Seitenauszug
Wie sieht die Situation in Abyei und Agok aus?
In der Region Abyei herrscht grosse Verunsicherung. Das Volk muss sich im Referendum vom 9. Januar, das soeben auf einen späteren Zeitpunkt verschoben wurde, entscheiden, ob es zu Nord- oder Südsudan gehören will. Jetzt, da der Tag der Entscheidung näher rückt, verschärfen sich die Spannungen zwischen den ethnischen Volksgruppen der Ngok-Dinka und der Misseriya zusehends.

In den vergangenen Wochen hat MSF eine Unterstützungsbasis in Turalei errichtet. Der kleine Ort liegt südlich von Agok und ist in zwei Autostunden zu erreichen. Chirurgisches Material liegt bereit und ein Team ist jederzeit einsatzbereit. Ärzte, Chirurgen und Anästhesisten wurden ebenfalls rekrutiert. Im Falle einer Massenflucht stehen Zelte und Grundnahrungsmittel zur Verfügung sowie eine Ausrüstung für die Reinigung und den Transport von Wasser.

Was sind die Eindrücke der MSF-Teams in diesem Gebiet?

Ihre Aufgaben
(A) Beantworten Sie die folgenden Fragen zum Seitenauszug:
(i) Für welches Datum war das Referendum angesetzt, bevor es verschoben wurde?
(ii) Zwischen welchen ethnischen Volksgruppen verschärfen sich die Spannungen?
(iii) In welchem Ort hat MSF eine Unterstützungsbasis errichtet?
(B) Geben Sie aus dem Seitenauszug den Abschnitt von „In den vergangenen“ bis „Transport von Wasser.“ wortgetreu aus.

Bereitgestellte Daten

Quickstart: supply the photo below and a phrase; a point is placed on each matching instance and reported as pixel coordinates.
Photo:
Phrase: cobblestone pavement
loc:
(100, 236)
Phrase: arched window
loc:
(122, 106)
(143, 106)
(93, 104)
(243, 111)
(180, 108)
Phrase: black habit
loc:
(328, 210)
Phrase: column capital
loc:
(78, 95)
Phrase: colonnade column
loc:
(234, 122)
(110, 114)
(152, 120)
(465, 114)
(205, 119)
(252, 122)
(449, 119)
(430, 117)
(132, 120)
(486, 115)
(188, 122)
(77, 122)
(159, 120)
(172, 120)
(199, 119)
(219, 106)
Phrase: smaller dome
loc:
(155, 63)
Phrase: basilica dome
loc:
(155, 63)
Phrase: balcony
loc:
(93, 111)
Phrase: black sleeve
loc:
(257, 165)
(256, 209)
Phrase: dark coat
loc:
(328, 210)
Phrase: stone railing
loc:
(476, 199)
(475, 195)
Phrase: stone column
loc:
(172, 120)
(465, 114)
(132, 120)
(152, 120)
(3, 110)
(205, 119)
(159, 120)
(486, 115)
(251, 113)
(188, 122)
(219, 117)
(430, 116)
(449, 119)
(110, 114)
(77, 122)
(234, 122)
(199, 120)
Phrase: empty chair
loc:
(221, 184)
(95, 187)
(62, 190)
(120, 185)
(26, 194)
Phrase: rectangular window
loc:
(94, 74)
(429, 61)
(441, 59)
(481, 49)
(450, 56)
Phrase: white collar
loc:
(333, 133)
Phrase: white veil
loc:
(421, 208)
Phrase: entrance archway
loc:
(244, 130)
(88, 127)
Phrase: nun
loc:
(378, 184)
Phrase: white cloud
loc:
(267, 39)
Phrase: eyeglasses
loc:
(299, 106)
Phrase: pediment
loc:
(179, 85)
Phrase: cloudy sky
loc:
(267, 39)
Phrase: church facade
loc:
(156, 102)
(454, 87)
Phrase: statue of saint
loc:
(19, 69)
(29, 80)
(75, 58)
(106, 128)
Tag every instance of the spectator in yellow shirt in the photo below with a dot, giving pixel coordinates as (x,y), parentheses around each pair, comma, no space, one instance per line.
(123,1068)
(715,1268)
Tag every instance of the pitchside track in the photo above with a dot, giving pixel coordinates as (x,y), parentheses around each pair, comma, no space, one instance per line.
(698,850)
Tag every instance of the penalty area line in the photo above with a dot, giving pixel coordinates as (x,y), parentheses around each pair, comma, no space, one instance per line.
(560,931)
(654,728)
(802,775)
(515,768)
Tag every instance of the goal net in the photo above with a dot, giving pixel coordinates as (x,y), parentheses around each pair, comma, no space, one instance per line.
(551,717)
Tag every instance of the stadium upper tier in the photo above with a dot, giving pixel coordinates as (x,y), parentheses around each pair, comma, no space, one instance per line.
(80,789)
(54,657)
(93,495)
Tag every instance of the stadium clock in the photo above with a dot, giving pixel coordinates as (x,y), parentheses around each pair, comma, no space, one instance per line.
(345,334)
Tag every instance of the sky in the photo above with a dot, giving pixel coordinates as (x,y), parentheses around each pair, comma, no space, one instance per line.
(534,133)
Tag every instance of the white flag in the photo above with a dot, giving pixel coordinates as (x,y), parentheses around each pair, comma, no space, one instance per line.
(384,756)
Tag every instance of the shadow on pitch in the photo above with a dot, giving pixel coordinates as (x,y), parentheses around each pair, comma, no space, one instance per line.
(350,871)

Lösungen
(A)
(i) Das Referendum war für den 9. Januar angesetzt.
(ii) Die Spannungen verschärfen sich zwischen den Ngok-Dinka und den Misseriya.
(iii) MSF hat die Unterstützungsbasis in Turalei errichtet.

(B)
In den vergangenen Wochen hat MSF eine Unterstützungsbasis in Turalei errichtet. Der kleine Ort liegt südlich von Agok und ist in zwei Autostunden zu erreichen. Chirurgisches Material liegt bereit und ein Team ist jederzeit einsatzbereit. Ärzte, Chirurgen und Anästhesisten wurden ebenfalls rekrutiert. Im Falle einer Massenflucht stehen Zelte und Grundnahrungsmittel zur Verfügung sowie eine Ausrüstung für die Reinigung und den Transport von Wasser.